>> Start RECORDS TO PROCESS

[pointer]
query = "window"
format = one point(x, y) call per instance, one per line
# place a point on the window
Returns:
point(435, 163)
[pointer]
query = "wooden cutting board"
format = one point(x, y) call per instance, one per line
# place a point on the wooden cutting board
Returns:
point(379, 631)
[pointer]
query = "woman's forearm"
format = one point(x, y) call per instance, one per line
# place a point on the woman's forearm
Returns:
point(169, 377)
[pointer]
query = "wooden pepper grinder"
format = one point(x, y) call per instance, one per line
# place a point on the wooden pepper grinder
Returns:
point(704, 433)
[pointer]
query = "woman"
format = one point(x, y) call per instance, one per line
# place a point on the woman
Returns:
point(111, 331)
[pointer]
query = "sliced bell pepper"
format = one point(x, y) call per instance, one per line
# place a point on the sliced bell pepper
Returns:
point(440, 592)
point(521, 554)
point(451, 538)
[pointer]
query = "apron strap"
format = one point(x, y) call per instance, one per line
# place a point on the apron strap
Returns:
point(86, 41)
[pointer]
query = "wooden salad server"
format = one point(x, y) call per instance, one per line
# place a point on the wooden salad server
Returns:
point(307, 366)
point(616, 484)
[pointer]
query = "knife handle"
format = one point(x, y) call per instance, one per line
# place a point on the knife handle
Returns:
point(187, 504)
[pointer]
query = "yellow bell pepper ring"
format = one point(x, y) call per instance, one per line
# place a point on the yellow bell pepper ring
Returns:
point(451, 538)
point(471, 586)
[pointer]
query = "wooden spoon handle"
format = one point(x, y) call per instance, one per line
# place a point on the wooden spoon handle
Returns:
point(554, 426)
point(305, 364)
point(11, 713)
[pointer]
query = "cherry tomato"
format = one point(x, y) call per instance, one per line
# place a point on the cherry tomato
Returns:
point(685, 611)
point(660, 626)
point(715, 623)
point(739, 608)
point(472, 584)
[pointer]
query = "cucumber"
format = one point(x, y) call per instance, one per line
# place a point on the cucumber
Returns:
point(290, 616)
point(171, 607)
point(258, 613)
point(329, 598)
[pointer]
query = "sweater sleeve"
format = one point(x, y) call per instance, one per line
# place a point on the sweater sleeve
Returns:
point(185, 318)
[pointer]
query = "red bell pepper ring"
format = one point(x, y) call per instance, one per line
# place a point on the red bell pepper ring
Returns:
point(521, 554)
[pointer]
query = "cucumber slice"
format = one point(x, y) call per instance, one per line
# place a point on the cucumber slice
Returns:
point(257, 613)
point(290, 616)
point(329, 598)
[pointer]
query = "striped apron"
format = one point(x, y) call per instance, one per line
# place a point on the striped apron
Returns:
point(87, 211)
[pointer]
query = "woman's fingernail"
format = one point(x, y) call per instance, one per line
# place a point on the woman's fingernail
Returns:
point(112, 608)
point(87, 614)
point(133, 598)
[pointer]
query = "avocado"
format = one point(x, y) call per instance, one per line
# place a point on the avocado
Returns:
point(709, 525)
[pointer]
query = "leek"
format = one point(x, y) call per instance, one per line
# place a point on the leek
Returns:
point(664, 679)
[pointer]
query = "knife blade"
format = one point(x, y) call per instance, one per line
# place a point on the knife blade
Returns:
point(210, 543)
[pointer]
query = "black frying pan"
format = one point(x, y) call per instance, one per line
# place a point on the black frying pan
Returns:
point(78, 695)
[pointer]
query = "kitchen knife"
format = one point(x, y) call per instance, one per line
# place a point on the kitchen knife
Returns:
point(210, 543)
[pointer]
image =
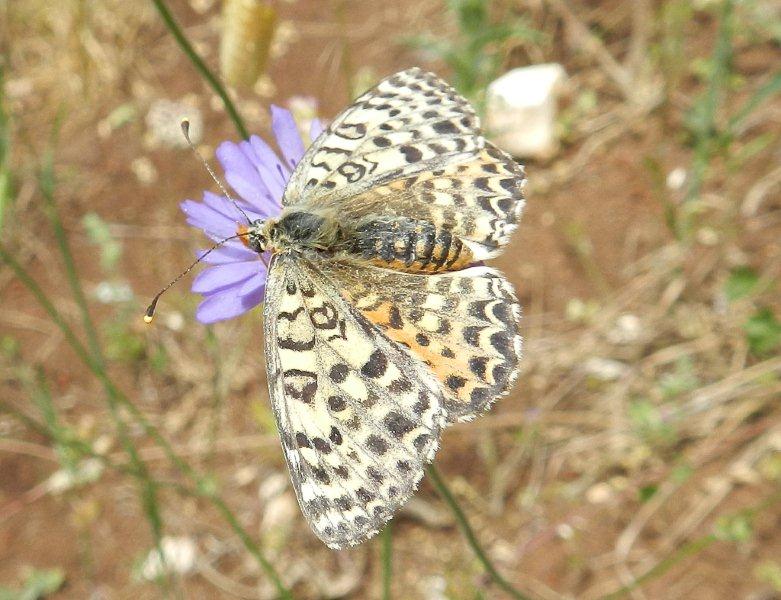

>> End RECORDS TO PROCESS

WHAT TO PRODUCE. Shift every coordinate in the answer points by adding -20, and write out everything from the start of the rows down to and including the line containing "point(471, 586)", with the requests kept as they are.

WRITTEN SOLUTION.
[pointer]
query = "window"
format = one point(x, y) call per instance, one per line
# place a point on the window
Returns:
point(415, 143)
[pointer]
query = "wooden cutting board"
format = one point(x, y) call per instance, one per line
# place a point on the wooden cutting board
Returns:
point(359, 611)
[pointer]
query = "woman's forearm"
format = one point(x, y) call per instance, one per line
# place a point on the woman's forearm
Returns:
point(149, 357)
[pointer]
query = "wooden pepper grinder"
format = one point(x, y) call per instance, one per line
# place a point on the wooden pepper grinder
Returns:
point(684, 413)
[pointer]
query = "woman"
format = one point(x, y) call per instance, one per line
# place a point on the woman
Returns:
point(91, 311)
[pointer]
query = "sliced bell pepper"
format = one point(x, y) call per instance, one per line
# place a point on the sliced bell pepper
Returns:
point(420, 572)
point(501, 534)
point(431, 518)
[pointer]
query = "apron strap"
format = one point(x, y) call per instance, one per line
# place a point on the apron strap
Returns:
point(66, 21)
[pointer]
query = "wooden salad server"
format = one point(x, y) call per instance, one per line
# place a point on the wooden salad server
Returns:
point(287, 346)
point(596, 464)
[pointer]
query = "knife handle"
format = one point(x, y) call per instance, one per line
# place a point on the knife handle
Returns:
point(167, 484)
[pointer]
query = "yellow bell pepper ring"
format = one point(x, y) call per instance, one per line
# place a point on the yellow bell pepper ring
Returns:
point(431, 518)
point(451, 566)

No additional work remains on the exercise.